Requirement - Each line below with the word "gray" needs to be copied.

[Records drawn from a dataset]

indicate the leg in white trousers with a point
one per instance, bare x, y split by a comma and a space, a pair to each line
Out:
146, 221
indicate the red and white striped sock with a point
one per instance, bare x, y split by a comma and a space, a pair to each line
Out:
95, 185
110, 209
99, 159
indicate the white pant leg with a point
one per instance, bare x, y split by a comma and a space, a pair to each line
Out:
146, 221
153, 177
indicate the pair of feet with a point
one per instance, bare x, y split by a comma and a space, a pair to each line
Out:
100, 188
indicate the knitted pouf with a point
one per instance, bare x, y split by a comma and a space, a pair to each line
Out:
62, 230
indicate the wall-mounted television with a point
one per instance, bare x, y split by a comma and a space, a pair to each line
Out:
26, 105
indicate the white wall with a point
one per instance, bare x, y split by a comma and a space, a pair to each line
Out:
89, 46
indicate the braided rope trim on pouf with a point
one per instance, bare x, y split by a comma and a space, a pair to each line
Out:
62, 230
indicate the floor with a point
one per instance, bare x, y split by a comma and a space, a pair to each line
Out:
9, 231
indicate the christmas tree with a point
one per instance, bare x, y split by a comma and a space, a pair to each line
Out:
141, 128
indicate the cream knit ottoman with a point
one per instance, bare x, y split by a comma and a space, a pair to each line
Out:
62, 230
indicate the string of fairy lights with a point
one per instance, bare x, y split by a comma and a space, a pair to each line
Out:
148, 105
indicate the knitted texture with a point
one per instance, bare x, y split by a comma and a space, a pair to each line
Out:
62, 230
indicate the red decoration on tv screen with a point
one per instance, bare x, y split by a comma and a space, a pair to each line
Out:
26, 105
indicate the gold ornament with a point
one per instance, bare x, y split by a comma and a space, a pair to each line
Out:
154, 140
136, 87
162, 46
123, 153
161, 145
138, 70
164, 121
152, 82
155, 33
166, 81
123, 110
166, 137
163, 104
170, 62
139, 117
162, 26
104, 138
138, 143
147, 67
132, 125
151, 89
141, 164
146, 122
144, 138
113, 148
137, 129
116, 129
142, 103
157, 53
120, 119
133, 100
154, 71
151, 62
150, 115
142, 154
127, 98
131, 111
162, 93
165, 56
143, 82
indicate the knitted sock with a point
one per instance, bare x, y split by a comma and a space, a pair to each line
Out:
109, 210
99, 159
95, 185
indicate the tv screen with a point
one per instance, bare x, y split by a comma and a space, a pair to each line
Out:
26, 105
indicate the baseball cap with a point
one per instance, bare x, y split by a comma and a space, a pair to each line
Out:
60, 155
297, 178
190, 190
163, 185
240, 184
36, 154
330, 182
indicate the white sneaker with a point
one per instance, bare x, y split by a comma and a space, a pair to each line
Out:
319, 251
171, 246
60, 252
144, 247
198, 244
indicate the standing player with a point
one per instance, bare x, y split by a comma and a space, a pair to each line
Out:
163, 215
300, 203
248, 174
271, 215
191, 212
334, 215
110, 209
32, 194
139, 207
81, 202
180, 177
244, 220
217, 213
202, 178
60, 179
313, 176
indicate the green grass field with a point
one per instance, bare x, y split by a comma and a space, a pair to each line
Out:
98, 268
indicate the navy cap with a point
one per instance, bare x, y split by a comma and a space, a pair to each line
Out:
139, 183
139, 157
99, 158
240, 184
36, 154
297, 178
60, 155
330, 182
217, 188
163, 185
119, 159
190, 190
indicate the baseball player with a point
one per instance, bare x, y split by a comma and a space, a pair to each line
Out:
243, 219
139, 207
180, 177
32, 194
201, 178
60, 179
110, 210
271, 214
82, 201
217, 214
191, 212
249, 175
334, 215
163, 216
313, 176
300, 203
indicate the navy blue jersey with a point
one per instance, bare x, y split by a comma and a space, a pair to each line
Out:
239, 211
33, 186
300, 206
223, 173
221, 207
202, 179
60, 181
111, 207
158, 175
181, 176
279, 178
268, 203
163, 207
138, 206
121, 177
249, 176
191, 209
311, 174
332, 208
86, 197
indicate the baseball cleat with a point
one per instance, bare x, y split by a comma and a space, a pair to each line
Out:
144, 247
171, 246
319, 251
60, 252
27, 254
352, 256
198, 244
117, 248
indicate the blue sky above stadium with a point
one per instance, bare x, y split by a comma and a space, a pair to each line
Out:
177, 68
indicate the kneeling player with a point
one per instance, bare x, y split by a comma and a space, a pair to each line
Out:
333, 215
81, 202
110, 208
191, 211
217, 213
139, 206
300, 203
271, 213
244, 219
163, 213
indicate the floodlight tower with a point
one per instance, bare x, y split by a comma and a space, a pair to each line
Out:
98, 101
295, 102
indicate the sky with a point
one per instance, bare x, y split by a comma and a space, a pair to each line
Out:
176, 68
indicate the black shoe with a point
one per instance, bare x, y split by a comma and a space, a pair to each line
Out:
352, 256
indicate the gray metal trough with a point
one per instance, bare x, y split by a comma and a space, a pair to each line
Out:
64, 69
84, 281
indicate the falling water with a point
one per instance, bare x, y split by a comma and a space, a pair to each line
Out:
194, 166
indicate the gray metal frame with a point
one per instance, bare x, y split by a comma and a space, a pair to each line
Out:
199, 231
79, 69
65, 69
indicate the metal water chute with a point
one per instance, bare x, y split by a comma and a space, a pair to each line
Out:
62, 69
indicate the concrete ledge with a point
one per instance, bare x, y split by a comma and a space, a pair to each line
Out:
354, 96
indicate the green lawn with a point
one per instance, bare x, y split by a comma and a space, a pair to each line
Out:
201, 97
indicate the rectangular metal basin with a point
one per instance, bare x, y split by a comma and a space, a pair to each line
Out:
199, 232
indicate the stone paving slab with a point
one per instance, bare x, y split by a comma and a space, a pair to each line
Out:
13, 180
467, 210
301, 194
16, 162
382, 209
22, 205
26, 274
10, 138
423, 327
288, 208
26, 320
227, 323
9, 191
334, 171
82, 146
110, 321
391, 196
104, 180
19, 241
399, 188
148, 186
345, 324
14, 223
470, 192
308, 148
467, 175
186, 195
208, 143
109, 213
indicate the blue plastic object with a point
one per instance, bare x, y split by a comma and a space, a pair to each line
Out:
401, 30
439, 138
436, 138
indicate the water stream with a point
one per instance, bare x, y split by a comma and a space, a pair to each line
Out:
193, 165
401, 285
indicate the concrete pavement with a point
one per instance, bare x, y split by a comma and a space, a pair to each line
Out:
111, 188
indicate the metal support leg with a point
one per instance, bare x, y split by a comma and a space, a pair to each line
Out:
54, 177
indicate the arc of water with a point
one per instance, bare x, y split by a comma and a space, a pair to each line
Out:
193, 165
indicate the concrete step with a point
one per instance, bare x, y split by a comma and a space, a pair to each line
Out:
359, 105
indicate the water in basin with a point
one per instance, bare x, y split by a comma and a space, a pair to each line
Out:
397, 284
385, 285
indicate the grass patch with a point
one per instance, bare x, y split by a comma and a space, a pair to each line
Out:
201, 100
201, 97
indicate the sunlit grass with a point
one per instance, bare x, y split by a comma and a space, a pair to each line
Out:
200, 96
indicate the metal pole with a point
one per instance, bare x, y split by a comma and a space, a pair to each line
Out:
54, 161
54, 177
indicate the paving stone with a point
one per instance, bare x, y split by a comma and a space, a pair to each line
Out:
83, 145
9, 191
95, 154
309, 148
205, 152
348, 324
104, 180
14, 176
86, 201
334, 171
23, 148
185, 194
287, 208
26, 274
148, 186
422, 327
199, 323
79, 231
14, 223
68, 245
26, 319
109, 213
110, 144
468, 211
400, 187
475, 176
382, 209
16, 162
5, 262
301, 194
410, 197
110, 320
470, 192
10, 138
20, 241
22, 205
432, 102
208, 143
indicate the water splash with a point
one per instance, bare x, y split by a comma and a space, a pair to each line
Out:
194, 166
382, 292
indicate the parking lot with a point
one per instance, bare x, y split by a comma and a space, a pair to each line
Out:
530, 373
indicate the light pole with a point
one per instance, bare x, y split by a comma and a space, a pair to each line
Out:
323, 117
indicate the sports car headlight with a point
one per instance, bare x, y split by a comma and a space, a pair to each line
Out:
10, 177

Task answer -
indicate the gray metal trough with a point
indicate the gray metal frame with a point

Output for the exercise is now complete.